_QUOTED PASSAGE:_
>> Start

Thus, the flowability of the resin composition in molding cannot be
reduced. As a result, excellent resin pulleys can be produced
without molding defects such as the filling failures and gas burns.
Further, there is no possibility of accelerating abrasion of the
contact surface of the mold for injection molding with the resin
composition. Furthermore, since the spherical silica does not
aggregate easily in the resin composition and is dispersed
uniformly, the effect of improving abrasion resistance of the resin
pulley is also excellent.
[0041] The content ratio of the silica is preferably set in
consideration of the content ratio of the alumina such that the
total content ratio of the silica and the alumina is 30 to 50% by
weight, and particularly 35 to 45% by weight relative to the total
of the resin composition. When the total content ratio of the
silica and the alumina is less than the range, the effect by the
silica and the alumina to reinforce the resin and to improve
abrasion resistance of the resin pulley may not be sufficiently
obtained.
[0042] On the other hand, when the total content ratio of the
silica and the alumina exceeds the range, the content ratio of the
novolac-type phenolic resin is relatively reduced, and the
flowability of the resin composition in molding is reduced. It may
be difficult to produce excellent resin pulleys, in particular, by
injection molding without molding defects such as filling failures
of the resin composition and gas burns.

>> End

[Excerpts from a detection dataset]
>> Start

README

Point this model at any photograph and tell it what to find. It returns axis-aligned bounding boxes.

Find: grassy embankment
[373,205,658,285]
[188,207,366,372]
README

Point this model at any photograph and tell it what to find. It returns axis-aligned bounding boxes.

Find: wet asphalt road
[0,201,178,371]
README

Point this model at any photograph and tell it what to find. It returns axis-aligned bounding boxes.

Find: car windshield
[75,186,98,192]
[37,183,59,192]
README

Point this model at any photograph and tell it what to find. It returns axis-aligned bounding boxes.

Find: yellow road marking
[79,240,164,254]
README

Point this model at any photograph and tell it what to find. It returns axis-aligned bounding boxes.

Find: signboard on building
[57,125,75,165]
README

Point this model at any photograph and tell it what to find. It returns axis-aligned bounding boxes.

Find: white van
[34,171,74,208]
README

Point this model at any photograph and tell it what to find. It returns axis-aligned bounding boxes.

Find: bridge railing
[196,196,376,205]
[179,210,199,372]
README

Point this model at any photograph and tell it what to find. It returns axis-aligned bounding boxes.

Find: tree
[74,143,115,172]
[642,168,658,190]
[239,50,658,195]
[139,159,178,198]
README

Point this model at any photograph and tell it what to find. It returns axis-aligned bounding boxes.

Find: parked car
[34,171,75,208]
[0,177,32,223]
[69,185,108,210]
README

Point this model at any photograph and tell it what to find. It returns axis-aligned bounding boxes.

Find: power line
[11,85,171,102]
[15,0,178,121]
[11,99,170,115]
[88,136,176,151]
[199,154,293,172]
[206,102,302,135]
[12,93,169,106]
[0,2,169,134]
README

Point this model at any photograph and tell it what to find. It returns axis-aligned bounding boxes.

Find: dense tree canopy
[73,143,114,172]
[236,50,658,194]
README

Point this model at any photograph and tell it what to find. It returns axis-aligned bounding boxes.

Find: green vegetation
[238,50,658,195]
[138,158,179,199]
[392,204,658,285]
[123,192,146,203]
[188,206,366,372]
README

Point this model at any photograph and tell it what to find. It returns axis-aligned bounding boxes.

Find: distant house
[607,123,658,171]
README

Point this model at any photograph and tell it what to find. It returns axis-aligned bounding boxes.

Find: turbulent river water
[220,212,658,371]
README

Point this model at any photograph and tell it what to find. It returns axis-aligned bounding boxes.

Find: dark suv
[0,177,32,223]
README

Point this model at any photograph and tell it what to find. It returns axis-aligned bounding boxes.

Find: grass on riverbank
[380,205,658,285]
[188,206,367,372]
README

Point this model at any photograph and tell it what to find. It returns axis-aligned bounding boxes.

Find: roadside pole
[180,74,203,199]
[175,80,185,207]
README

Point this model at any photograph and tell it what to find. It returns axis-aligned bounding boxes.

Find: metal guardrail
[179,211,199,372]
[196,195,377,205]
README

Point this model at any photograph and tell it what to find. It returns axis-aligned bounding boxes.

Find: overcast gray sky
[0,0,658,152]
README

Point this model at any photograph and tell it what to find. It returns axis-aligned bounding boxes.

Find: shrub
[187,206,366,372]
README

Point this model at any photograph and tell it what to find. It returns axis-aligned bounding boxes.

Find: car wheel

>> End

_PROBLEMS TO WORK ON:_
(a) Rewrite the stretch of the resin pulley passage from "Thus, the flowability" through "failures and gas burns.", substituting "molding flaws" for "molding defects".
(b) In the resin pulley passage, what total content ratio of silica and alumina is preferred?
(c) Continue the resin pulley passage from its last sentence.
You won't need the items for anything here.

_WRITTEN RESPONSES:_
(a)
Thus, the flowability of the resin composition in molding cannot be
reduced. As a result, excellent resin pulleys can be produced
without molding flaws such as the filling failures and gas burns.

(b) 30 to 50% by weight, and particularly 35 to 45% by weight, relative to the total of the resin composition.

(c)
[0043] Furthermore, since the amount of hardened products of the
novolac-type phenolic resin serving as a binder is deficient in a
resin pulley after molding, the ratio, in particular, of the
alumina dropping off from the surface of the resin pulley is
increased when a cloud of dust collides with the pulley in a dusty
atmosphere. At the same time, the alumina dropping off acts as an
abrasive and accelerates further abrasion of the surface of the
resin pulley. As a result, the resistance of abrasion of the resin
pulley may be reduced.
[0044] For the novolac-type phenolic resin, it is preferable to use
in combination of a first novolac-type phenolic resin having a
number average molecular weight Mn.sub.1 of 850 or less and a
second novolac-type phenolic resin having a number average
molecular weight Mn.sub.2 exceeding 850. Using the two kinds of
novolac-type phenolic resins having different number average
molecular weights together, the cross-linking density of the
cross-linking structure formed by hardening reaction is adjusted
and the flexibility is imparted to the hardened products, which
enables to impart high thermal shock resistance to the resin
pulleys as described above.
[0045] That is, the second novolac-type phenolic resin having a
number average molecular weight Mn.sub.2 exceeding 850 has a longer
chain length than the first novolac-type phenolic resin having a
number average molecular weight Mn.sub.1 of 850 or less. When the
number of cross-linking points is the same, the possibility is high
to increase a distance between adjacent cross-linking points, which
functions so as to lower the cross-linking density of the hardened
products.
[0046] Accordingly, using the second novolac-type phenolic resin
with the first novolac-type phenolic resin and adjusting the weight
ratio of both of the novolac-type phenolic resins can adjust the
cross-linking density of hardened products at any range, improve
the flexibility of the hardened products, and impart high
resistance of thermal shock to the resin pulleys.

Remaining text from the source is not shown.